=== Page excerpt ===

As page 9 of the Conceptual Framework notes, transnationalism theory posits that contemporary immigrants maintain transnational connections to their countries of origin and beyond. Those who travel abroad for work have, like so many other migrants, continued to maintain strong ties with their countries of origin. There are many reasons for keeping such connections active. In some cases the migration may be temporary – the work may be on a short-term contract, seasonal, or perhaps cyclical in nature. The migrant may in such a case either expect or desire to return to their former homes, which makes it only natural to maintain their connections. In other situations, the migrant worker is actively engaged with their place of origin while residing in a foreign country. There are multiple ways in which such engagements can occur.

=== Data listing ===

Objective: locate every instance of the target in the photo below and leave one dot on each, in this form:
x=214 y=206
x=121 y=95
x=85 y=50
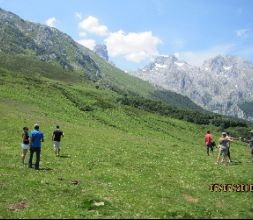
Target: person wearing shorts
x=208 y=142
x=223 y=148
x=251 y=144
x=25 y=143
x=56 y=138
x=36 y=137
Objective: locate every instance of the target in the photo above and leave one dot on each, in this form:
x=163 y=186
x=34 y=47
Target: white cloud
x=78 y=15
x=197 y=57
x=134 y=47
x=89 y=43
x=51 y=22
x=242 y=33
x=92 y=25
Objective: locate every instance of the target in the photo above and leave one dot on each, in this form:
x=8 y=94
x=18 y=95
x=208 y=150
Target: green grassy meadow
x=134 y=163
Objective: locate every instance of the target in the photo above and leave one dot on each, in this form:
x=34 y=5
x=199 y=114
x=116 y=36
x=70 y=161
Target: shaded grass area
x=133 y=163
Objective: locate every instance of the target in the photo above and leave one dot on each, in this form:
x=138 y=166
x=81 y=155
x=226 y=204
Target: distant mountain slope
x=219 y=85
x=21 y=40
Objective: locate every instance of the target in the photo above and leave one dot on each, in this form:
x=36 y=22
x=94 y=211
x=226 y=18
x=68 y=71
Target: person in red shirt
x=208 y=142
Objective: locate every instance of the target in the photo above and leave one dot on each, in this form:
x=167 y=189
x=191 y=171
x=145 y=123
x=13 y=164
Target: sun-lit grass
x=136 y=164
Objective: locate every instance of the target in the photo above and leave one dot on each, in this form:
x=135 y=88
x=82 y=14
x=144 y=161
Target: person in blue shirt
x=36 y=137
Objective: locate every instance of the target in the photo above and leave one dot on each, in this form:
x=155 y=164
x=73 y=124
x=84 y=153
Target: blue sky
x=135 y=31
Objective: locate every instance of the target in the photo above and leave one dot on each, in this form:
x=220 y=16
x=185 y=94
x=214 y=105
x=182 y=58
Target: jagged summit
x=220 y=85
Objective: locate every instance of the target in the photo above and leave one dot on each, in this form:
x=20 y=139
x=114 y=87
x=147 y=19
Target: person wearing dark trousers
x=36 y=137
x=208 y=142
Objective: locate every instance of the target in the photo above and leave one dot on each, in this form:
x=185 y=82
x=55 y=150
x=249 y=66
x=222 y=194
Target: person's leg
x=58 y=149
x=31 y=158
x=228 y=155
x=252 y=153
x=219 y=156
x=37 y=164
x=207 y=150
x=24 y=151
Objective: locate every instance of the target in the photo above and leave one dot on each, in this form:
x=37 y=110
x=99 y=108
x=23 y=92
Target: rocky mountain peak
x=101 y=50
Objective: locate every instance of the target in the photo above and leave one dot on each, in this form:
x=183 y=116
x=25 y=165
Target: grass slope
x=139 y=164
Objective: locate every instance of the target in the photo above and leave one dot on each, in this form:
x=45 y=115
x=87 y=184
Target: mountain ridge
x=20 y=37
x=220 y=85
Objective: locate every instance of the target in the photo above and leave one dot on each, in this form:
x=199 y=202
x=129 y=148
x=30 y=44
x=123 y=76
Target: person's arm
x=42 y=137
x=30 y=141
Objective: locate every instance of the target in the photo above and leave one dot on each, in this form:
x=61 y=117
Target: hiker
x=223 y=148
x=36 y=137
x=208 y=142
x=56 y=138
x=25 y=143
x=229 y=158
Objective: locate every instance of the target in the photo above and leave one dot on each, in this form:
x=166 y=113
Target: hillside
x=23 y=40
x=135 y=164
x=219 y=85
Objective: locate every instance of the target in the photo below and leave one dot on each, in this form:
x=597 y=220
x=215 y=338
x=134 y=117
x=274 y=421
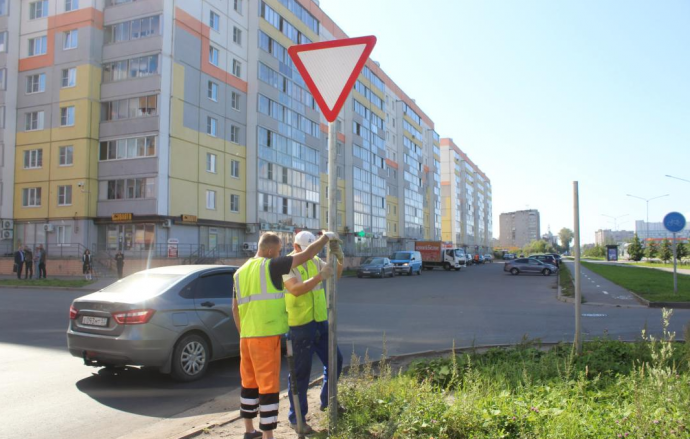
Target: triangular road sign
x=330 y=69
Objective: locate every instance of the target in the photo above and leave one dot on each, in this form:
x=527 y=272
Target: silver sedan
x=176 y=319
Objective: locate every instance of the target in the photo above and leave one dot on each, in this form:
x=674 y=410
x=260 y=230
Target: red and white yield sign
x=330 y=69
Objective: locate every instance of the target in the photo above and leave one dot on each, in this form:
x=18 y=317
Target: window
x=71 y=38
x=64 y=195
x=236 y=68
x=214 y=21
x=38 y=9
x=34 y=121
x=33 y=159
x=142 y=106
x=31 y=197
x=38 y=46
x=66 y=156
x=211 y=200
x=67 y=116
x=36 y=83
x=210 y=162
x=213 y=55
x=69 y=77
x=213 y=91
x=64 y=235
x=71 y=5
x=237 y=35
x=235 y=101
x=235 y=169
x=211 y=126
x=131 y=148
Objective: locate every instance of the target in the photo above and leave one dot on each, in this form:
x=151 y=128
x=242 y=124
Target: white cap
x=304 y=238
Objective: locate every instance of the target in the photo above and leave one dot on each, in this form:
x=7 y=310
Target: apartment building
x=129 y=124
x=519 y=228
x=466 y=201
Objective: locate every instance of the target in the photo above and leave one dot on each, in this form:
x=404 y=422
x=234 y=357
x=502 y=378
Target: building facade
x=132 y=124
x=519 y=228
x=466 y=201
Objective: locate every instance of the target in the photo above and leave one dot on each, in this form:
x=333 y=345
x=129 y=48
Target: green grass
x=613 y=390
x=653 y=285
x=71 y=283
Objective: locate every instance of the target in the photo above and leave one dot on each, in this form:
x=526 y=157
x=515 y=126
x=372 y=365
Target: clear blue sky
x=542 y=93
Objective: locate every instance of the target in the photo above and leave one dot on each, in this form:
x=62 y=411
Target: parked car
x=526 y=265
x=176 y=319
x=547 y=259
x=376 y=267
x=407 y=262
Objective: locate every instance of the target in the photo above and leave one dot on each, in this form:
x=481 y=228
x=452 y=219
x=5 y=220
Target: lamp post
x=647 y=200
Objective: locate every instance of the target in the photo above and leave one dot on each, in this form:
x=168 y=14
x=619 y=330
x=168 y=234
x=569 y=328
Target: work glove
x=326 y=272
x=337 y=250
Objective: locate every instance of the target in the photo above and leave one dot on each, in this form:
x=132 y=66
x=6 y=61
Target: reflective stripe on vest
x=310 y=306
x=261 y=304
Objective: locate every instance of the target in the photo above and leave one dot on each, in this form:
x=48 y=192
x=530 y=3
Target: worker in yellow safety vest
x=261 y=318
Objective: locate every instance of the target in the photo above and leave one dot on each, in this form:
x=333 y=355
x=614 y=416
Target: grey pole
x=332 y=282
x=578 y=291
x=675 y=266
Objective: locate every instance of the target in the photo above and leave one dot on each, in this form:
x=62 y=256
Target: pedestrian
x=19 y=260
x=29 y=264
x=308 y=321
x=120 y=262
x=42 y=262
x=261 y=318
x=87 y=268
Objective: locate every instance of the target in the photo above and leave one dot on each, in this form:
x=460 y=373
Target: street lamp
x=678 y=178
x=647 y=200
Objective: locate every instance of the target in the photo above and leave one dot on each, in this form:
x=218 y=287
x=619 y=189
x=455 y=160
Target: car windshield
x=146 y=283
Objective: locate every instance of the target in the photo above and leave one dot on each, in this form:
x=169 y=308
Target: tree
x=666 y=253
x=651 y=250
x=565 y=236
x=635 y=251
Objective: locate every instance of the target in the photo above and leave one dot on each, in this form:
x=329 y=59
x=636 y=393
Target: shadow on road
x=147 y=392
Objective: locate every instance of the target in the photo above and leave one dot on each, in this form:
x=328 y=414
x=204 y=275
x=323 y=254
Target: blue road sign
x=674 y=222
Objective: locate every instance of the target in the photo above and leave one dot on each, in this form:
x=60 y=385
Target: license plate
x=94 y=321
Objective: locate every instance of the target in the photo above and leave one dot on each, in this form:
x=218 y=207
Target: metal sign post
x=674 y=222
x=330 y=70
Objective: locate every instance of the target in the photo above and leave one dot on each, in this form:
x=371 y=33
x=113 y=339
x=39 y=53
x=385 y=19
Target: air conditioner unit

===

Objectives:
(1) Copy the transnationalism passage starting with "As page 9 of" and going on through "engagements can occur.", renaming "transnational connections" as "cross-border ties".
(2) Please write what comes next in the transnationalism passage.
None of these items is needed.

Answers per task:
(1)
As page 9 of the Conceptual Framework notes, transnationalism theory posits that contemporary immigrants maintain cross-border ties to their countries of origin and beyond. Those who travel abroad for work have, like so many other migrants, continued to maintain strong ties with their countries of origin. There are many reasons for keeping such connections active. In some cases the migration may be temporary – the work may be on a short-term contract, seasonal, or perhaps cyclical in nature. The migrant may in such a case either expect or desire to return to their former homes, which makes it only natural to maintain their connections. In other situations, the migrant worker is actively engaged with their place of origin while residing in a foreign country. There are multiple ways in which such engagements can occur.

(2)
Economic Involvements

Perhaps the most well known way in which labor migrants remain connected to their former homes is through sending back money in the form of remittances. Indeed, remittances are today one of the largest flows of money in the world, rivaling global oil sales in sheer numbers (MPI, 2012). The two world regions that currently see the largest interchange of workers and remittances are Latin America/US and Persian Gulf/South Asia. It is often difficult to calculate the precise amounts of money that are sent back as remittances each year because the practice can be extremely informal. While some foreign workers may transmit money through banks, money-transfer services (such as Western Union) or other official sources, the majority of remittances are transferred in ways that are not easily detectible. This may include simply carrying cash back home in a suitcase or using unofficial money brokers and lenders. The majority of funds go to families and friends, though many national governments are actively trying to convince their overseas workers to put their remittances towards more productive uses in things like development projects and businesses (Levitt and De La Hesa, 2003; Ley, 2004).  

Photo1.jpg

Image credit: P. Bose

 

A much smaller, though notable form of transnational economic practice includes investments and business ventures. For some overseas groups – such as the Chinese diaspora – the latter have been especially successful (though this is more in the case of trade-related migration rather than labor migration). Increasingly, however, some labor migrants are putting their money into investment schemes, government bonds and funds and development projects at the national, regional, local and even neighborhood levels.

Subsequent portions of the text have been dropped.